How many lines below contain the string "castle"? Treat case as significant, and reply with the number alone.

Rows of an object pointing dataset:

+++

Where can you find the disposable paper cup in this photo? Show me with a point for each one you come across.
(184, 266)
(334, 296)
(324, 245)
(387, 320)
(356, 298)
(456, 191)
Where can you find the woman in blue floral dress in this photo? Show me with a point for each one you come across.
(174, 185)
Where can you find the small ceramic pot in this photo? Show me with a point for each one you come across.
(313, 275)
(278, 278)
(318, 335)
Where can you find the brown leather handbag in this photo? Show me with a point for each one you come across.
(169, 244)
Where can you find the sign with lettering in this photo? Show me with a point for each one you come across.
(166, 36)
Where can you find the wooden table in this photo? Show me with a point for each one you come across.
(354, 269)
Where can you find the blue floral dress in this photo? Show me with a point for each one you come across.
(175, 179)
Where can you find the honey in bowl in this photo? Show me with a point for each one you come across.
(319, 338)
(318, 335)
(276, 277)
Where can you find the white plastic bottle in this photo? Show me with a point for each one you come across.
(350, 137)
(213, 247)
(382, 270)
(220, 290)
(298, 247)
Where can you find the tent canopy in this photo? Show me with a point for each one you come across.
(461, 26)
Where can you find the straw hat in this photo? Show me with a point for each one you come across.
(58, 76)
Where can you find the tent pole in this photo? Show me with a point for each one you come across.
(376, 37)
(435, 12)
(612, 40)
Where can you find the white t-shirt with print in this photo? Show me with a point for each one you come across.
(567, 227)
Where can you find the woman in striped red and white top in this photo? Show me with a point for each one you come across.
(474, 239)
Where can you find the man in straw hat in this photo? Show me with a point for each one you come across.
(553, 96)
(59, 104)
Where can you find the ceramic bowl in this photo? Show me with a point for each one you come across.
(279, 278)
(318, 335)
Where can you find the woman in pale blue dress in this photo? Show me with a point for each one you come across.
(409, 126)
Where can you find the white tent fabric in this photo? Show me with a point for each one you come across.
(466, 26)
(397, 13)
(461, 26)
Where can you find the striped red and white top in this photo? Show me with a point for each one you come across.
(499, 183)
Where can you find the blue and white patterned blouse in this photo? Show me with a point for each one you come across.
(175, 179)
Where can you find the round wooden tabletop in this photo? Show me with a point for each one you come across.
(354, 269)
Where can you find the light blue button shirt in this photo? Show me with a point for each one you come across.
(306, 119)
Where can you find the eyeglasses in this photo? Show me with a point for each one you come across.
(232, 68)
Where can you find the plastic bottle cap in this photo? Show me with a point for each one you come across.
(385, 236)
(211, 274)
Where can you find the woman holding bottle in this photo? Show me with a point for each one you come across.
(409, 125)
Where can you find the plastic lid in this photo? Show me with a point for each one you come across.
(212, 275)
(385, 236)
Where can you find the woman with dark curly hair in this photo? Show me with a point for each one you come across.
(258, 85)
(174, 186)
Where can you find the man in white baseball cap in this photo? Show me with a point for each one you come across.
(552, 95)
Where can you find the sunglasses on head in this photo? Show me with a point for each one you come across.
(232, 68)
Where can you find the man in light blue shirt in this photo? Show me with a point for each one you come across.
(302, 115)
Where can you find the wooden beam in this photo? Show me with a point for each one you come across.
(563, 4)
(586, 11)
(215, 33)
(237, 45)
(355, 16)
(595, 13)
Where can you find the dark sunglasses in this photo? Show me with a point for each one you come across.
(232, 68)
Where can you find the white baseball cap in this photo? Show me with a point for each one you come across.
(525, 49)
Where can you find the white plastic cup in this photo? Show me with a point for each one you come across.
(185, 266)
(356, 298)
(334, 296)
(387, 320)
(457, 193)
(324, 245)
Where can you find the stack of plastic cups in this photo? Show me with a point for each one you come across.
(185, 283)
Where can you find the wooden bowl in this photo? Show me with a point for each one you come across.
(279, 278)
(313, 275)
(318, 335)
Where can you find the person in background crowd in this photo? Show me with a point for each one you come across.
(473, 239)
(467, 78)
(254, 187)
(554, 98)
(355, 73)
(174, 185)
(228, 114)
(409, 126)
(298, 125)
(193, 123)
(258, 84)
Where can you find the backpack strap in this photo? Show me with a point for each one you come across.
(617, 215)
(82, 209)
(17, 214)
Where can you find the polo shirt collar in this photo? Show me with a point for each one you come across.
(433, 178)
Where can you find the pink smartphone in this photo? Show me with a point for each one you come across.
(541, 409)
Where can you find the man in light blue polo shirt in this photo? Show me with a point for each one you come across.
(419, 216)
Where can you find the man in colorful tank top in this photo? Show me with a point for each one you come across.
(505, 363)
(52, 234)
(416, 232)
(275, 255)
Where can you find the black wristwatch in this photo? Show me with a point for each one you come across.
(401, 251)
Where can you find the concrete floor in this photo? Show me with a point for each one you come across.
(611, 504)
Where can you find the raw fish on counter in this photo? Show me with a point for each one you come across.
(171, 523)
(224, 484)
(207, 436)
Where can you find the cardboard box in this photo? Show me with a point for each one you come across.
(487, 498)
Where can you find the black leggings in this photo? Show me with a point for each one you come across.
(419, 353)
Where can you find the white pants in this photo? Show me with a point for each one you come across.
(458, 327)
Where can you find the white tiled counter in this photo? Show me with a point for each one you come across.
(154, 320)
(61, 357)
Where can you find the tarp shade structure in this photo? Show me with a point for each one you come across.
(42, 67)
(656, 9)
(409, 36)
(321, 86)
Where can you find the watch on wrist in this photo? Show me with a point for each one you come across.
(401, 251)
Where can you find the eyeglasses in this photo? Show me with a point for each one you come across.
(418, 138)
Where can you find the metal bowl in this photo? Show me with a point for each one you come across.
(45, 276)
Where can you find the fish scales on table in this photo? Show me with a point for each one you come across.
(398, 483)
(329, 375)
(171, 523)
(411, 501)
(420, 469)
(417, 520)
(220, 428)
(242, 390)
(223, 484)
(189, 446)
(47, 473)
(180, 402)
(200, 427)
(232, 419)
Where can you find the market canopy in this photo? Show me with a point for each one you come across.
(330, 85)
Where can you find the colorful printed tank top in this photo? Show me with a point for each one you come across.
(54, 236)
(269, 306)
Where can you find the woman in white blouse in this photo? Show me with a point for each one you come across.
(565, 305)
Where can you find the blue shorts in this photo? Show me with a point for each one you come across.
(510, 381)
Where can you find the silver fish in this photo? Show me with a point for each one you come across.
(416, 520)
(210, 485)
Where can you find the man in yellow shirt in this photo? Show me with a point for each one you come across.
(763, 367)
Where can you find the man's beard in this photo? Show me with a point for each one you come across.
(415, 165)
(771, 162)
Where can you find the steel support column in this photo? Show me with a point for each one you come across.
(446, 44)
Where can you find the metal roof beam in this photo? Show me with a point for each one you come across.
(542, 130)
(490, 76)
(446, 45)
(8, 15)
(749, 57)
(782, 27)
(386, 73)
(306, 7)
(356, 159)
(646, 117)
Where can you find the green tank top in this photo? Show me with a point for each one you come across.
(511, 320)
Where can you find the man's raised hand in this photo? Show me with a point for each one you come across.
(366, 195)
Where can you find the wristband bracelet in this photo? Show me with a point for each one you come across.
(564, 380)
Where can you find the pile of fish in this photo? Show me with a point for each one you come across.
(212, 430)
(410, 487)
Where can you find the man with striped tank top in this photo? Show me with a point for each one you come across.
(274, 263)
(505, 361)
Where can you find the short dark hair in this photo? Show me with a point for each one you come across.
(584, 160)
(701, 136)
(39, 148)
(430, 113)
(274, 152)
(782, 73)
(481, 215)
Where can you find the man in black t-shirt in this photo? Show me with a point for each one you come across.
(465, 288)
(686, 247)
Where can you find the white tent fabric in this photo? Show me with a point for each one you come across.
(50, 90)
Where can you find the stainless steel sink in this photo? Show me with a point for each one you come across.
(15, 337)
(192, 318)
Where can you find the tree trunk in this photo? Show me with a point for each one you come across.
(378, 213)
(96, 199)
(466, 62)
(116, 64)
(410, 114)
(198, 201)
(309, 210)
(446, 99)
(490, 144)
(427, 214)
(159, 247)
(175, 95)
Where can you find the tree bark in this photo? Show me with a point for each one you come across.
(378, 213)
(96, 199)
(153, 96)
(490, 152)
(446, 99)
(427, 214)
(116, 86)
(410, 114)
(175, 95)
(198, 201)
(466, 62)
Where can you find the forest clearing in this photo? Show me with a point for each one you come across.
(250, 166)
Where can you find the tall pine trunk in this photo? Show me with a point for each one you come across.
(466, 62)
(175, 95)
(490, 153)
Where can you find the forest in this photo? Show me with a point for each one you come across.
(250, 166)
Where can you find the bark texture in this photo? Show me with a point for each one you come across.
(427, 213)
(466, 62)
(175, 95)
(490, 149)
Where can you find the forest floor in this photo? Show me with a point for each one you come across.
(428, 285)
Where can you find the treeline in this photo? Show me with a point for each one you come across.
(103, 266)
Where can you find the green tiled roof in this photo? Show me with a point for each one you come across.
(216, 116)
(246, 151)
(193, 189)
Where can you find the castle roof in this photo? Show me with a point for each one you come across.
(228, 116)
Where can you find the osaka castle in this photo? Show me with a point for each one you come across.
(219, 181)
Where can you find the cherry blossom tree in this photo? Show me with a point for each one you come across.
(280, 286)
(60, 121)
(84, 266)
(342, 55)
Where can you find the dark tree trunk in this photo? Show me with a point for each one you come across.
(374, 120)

+++

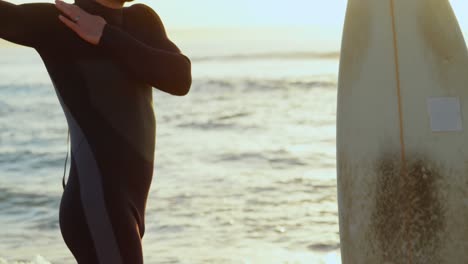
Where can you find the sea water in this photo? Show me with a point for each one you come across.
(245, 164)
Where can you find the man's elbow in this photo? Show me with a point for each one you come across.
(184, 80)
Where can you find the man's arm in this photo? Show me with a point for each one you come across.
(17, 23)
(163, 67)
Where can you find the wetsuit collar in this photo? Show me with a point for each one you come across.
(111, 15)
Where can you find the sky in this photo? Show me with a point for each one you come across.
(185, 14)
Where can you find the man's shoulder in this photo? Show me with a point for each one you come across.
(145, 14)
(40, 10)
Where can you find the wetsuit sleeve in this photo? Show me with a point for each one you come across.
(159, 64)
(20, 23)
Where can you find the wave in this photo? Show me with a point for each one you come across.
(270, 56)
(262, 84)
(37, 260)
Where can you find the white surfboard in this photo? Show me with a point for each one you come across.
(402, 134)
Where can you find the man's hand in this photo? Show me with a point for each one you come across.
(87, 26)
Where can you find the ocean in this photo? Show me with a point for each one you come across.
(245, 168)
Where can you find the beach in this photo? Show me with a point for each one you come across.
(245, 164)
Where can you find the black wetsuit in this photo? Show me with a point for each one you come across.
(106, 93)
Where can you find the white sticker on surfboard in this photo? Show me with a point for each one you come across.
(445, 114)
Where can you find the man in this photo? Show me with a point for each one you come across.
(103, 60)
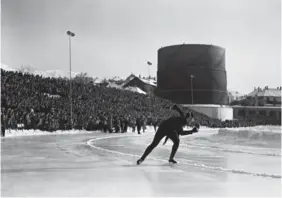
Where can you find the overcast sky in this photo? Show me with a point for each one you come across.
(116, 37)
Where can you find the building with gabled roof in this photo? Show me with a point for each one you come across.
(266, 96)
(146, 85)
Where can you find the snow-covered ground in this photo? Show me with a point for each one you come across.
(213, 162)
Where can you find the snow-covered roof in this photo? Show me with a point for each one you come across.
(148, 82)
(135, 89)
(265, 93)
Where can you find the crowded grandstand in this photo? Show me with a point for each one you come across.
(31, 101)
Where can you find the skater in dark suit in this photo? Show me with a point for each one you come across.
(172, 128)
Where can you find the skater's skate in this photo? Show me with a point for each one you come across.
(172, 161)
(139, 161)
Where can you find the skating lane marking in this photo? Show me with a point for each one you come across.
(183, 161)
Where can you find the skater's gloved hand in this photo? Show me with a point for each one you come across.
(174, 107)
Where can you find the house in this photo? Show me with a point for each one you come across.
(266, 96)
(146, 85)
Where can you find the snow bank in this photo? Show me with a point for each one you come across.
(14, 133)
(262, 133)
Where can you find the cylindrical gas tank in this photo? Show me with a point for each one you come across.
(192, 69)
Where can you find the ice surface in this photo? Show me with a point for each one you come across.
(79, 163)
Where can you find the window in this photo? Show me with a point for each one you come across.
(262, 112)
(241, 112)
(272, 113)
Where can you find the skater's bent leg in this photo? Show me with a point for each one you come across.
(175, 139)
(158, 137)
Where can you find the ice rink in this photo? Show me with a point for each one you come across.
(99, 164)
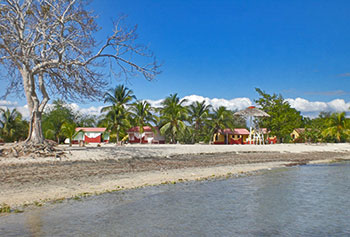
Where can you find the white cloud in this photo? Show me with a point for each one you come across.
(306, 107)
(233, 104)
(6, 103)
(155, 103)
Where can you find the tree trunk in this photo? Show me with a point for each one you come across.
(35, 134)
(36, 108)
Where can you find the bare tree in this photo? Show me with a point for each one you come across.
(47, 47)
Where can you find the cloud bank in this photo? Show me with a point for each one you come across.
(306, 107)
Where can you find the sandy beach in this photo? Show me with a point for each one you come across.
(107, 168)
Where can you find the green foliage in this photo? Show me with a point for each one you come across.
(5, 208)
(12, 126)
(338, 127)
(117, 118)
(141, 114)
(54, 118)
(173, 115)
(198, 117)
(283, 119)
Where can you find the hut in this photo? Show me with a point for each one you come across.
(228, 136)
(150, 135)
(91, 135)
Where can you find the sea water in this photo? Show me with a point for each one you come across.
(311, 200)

+++

RESULT FOR THIS TASK:
2